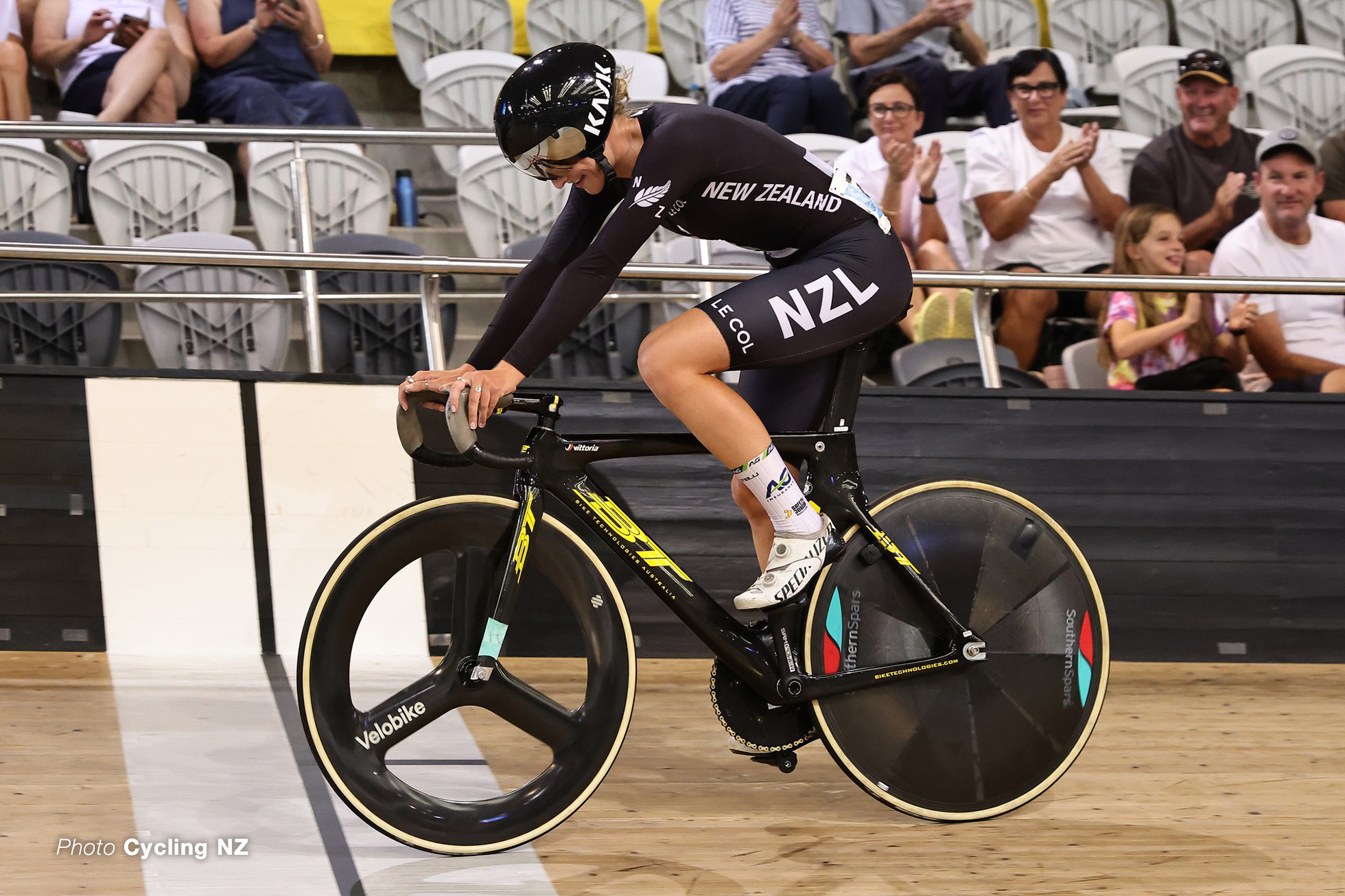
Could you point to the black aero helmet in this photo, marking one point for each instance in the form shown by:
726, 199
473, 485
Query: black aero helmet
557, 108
--
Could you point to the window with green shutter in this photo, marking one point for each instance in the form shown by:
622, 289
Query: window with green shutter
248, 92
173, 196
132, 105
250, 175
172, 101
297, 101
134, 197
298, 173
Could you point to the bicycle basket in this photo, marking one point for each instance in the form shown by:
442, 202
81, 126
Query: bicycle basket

▶ Do this: Take the lines from the one with "Could you point to the bicycle" up to and including the one with "Query: bicycle basket", and write them out again with "bicycle basket" swapped for "handlebar basket". Leave everything else in them as it is.

▶ Written response:
Could you point to the handlebar basket in this photo, marking one point for each instance in the form shown by:
442, 202
81, 126
Query: handlebar basket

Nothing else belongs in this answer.